▶ [EXERCISE REQUIREMENTS]:
**a.** Reproduce the passage in the blog post on the difficulty of writing, starting with "For me, one" and going on through "exercise in imitation.".
**b.** In the blog post on the difficulty of writing, what share of what the author writes is described as Engfish?
**c.** Pick up the blog post on the difficulty of writing after its final sentence and continue it.

▶ [EXCERPT TO READ]:
============================================================

Monday, January 20, 2014

Writing Is Hard, And Other Things I Sort Of Know

For me, one of Macrorie's most striking realizations is the sheer difficulty of writing. He seldom comes outright to say it, but all of his examples of poor  creative writing display the same problem: fiction is as prone, if not more so, to the pitfalls on Engfish. Vague, stilted writing is everywhere in fiction, particularly in young writers searching for their unique voices. As a writer searching for my own voice, a solid 98% of what I write is Engfish. Not all of it is irreparable, and I am a much better editor than composer, but the act of composition is still largely an exercise in imitation.

The poem he referenced on page 125 reminds me of poetry I read, and wrote, in high school. It sounds like genuine emotions that the writer was struggling to express by using someone else's form; the author did not yet have the craft for originality, so s/he used a pre-existing form as a vehicle for authentic feeling and in doing so reduced those feelings to trite cliche.

In those passages of Macrorie's where he gets at this struggle, at what I think is the heart of his arguments, I can truly empathize with the students he writes about. It ties in beautifully with my own Capstone project, in fact, as I was working on the early pages of my novel draft as I worked on finishing Uptaught. It was painful. When I write I feel like I am unlearning clunky, outdated style with every sentence. Sometimes it takes me a page to find a tolerable vein in which to continue. Sometimes it takes until the final paragraphs. Writing is an excruciating practice for me, where the pride of composing a series of pages that say exactly what I mean just barely outweighs the incredible frustration of failing over and over to get even the most minute details to come across with any subtlety. It is a level of communication for which I was not trained and which I have struggled to master alone.

============================================================

▶ [EXCERPTED RECORDS]:
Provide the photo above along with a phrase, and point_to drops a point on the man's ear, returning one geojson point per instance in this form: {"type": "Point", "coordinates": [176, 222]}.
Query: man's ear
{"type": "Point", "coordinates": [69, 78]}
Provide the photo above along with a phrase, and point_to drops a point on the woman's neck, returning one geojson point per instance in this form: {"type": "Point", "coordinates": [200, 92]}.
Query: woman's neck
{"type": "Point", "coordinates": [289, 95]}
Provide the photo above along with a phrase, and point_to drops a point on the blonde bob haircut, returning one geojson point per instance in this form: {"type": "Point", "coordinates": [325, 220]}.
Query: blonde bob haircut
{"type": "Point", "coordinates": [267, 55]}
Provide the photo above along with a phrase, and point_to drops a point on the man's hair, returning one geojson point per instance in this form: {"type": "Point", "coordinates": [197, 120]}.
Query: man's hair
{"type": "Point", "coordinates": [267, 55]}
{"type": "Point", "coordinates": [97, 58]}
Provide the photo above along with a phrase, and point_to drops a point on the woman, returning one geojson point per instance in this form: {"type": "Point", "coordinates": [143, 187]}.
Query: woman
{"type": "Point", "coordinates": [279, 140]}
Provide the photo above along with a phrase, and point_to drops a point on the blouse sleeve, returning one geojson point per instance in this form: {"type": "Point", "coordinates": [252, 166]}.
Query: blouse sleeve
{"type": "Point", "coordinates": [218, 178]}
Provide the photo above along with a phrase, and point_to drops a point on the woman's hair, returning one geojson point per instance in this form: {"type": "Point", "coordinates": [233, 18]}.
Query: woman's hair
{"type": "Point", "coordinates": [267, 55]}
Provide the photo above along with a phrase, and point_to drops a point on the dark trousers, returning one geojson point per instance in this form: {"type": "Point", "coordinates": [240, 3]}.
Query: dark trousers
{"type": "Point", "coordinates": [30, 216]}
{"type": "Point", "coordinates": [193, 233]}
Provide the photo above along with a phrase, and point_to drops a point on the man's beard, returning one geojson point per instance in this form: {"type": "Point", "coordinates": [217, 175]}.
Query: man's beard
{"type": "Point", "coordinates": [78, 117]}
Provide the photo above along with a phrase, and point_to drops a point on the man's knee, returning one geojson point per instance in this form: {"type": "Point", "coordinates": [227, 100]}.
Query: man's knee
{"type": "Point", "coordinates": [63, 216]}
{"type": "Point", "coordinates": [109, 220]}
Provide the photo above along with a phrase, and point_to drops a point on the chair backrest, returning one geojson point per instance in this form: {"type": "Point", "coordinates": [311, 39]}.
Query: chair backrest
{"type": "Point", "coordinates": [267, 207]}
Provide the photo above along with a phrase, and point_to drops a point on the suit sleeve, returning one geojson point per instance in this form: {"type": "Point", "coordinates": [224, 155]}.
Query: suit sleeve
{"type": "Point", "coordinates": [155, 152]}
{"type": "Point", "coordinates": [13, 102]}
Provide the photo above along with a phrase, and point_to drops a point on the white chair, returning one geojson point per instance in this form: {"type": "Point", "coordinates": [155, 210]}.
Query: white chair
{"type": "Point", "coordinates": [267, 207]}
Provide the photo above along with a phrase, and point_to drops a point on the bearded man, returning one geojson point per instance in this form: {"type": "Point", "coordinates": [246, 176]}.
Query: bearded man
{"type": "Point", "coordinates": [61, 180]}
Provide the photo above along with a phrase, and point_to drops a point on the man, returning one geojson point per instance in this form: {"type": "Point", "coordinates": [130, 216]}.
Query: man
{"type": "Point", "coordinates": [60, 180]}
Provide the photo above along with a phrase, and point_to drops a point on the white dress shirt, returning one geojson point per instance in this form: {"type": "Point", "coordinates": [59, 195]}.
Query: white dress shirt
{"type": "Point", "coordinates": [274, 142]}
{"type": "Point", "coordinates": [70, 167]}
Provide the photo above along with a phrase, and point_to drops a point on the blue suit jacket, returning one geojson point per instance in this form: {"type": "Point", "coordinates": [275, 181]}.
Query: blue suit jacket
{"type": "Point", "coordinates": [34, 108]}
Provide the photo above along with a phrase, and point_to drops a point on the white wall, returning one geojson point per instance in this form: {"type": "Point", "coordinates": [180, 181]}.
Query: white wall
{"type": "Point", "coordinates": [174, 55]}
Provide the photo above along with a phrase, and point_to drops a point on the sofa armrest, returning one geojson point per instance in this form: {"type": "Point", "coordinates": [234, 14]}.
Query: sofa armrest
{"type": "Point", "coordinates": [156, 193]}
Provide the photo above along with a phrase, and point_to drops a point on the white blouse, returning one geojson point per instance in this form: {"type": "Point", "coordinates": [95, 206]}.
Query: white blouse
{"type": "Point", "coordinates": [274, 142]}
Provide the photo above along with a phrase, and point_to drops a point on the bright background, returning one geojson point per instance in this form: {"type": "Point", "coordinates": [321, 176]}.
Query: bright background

============================================================

▶ [TASK-BY-TASK ANSWERS]:
**a.**
For me, one of Macrorie's most striking realizations is the sheer difficulty of writing. He seldom comes outright to say it, but all of his examples of poor  creative writing display the same problem: fiction is as prone, if not more so, to the pitfalls on Engfish. Vague, stilted writing is everywhere in fiction, particularly in young writers searching for their unique voices. As a writer searching for my own voice, a solid 98% of what I write is Engfish. Not all of it is irreparable, and I am a much better editor than composer, but the act of composition is still largely an exercise in imitation.

**b.** A solid 98%.

**c.**
As for the book as a whole, I found its frustration with the university system to be a clarifying experience for many of my own frustrations but ultimately unhelpful as a guide towards better teaching. Macrorie's class structure was innovative for his time and clearly worked well, but it sounds like every other advanced composition class I've taken. Macrorie never seemed to explain how his system would benefit other writing classes and disciplines. My main (and really only) complaint about this book was that Macrorie seemed more interested in venting his anger at the system than in finding a multi-lateral solution, if one can even be found. He talks about his early text book attempt critically, recalling how he uses a half-baked system with no successful examples to defend his methodology, yet here he advocates for a system that shows success, but only in one field. He offers ideas, such as examining the assignment's constraints before blaming students for awful papers, that could easily be expanded, but the methodology he focuses on (having students write for themselves) is difficult to work into specified writing curriculum such as tech or P.R. writing. I feel like Macrorie has an excellent system who's full reach is underdeveloped in this book.

Other thoughts on Uptaught:
I don't know how I feel about the racism metaphors. I feel like no matter how horribly teachers treat students they will never approach the systematic rape of culture that was (and in some ways still is) racism in the U.S. Macrorie was stretching with this one.


3 comments:

  1. I have an very good feeling that I'm really going to enjoy being in a group with you as we work on our capstone projects - hehe. Because that whole paragraph about your frustration at how language comes out in Engfish sometimes? That's what I've been struggling with. I was working on a short story the other day - and I kept deleting it. I could barely get past a paragraph without that Engfish thing in my head and it's still there right now. I just finished writing an email to a co-worker for my job (hopefully) this upcoming summer, and even as I was writing it, I knew it sounded cookie-cutter. I phrased it the way I've been taught to write professional emails, and in the ways I've observed that others do as well. So, in a setting like the email, does being professional mean writing in Engfish? It's where things get hairy for me And quite confusing, given most of the things we've been learning the past four years.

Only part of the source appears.